> Source text
= = =

Is the Russian economy going to collapse? Do sanctions matter? These are the two questions most often asked today about the Russian economy said Sergey Aleksashenko, the former first deputy chairman of Russia's Central Bank and a former deputy finance minister. At the Center for the National Interest on Thursday, Aleksashenko explained what the fall in oil prices, the decline of the ruble, the rise in inflation and the impact of U.S. and Western sanctions have wrought in Russia.

A year ago, oil was trading at near $100 a barrel; today it is less than half that. The IMF’s most recent data project the Russian economy will contract by 3.4 percent this year (it was growing by the same amount as recently as 2012). Russia is in recession, its longest since 1997. But collapse is not in the cards, said Aleksashenko, who has also served as the chairman and CEO of Merrill Lynch Russia. His lapidary verdict: the Russian economy is “more stable than many believe.”

= = =

> Information shown
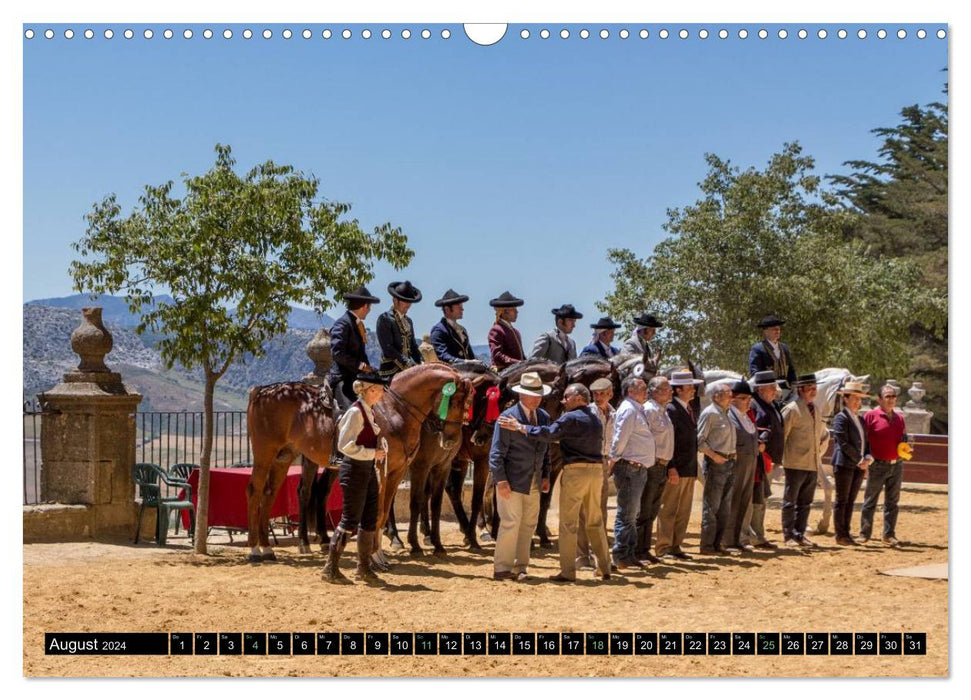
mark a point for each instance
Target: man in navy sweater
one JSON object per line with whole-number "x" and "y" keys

= = =

> What you will do
a: From the text on the Russian economy, list the developments whose effects on Russia Aleksashenko explained at the Center for the National Interest.
b: Write a continuation of the text on the Russian economy, starting after its final sentence.
The material comes from a separate source and has no connection to the text on the Russian economy.

> Answers to the exercises
a:
- The fall in oil prices
- The decline of the ruble
- The rise in inflation
- The impact of U.S. and Western sanctions

b:
But Aleksashenko in no way tried to sugarcoat developments in Russia. Quite the contrary. He explained that his overall forecast for the Russian economy is “rather gloomy.” Sanctions have hurt Russia’s economy, but their impact has shifted in the last year. Financial sanctions were responsible for about 50 percent of the impact of the downturn in December 2014, when the ruble’s value fell by a third in a matter of weeks, Aleksashenko said. Another 30 percent of the downturn was due to the dip in oil prices and the remainder due to central bank mismanagement. Now, however, a level of stability has returned and the impact of sanctions has been reduced. The price of oil has become more important, he said, and is now responsible for 45 percent of economic problems, with sanctions at 40 percent--and the remainder coming from mismanagement by the government.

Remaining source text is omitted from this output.